## Goal of the exercise
Switch "wooden handle" to "metal handle" in the entries from the first line through the line with "x=273 y=474". Reproduce only those lines, with everything else left as it is.

## Input data
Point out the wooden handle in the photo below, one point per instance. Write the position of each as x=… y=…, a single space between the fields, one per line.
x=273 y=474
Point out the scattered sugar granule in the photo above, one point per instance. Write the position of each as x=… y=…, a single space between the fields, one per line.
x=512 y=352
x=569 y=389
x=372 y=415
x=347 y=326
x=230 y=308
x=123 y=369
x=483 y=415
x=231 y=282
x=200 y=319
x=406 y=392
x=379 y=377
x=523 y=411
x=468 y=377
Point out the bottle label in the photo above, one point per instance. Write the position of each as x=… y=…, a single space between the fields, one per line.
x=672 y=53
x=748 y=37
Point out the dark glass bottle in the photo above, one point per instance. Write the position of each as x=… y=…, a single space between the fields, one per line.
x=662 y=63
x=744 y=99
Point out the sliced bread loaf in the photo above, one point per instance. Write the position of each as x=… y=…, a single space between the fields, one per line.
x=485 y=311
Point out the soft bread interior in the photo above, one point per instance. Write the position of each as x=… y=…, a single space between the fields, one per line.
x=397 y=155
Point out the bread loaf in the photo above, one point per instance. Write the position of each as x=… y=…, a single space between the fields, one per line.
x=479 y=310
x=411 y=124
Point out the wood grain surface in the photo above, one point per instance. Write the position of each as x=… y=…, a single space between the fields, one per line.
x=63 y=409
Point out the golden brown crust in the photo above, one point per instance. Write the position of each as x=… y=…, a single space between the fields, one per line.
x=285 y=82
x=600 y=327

## Complete output
Point out the metal handle in the photo below, one point per instance. Write the position of each as x=… y=…, a single space between the fields, one per line.
x=273 y=474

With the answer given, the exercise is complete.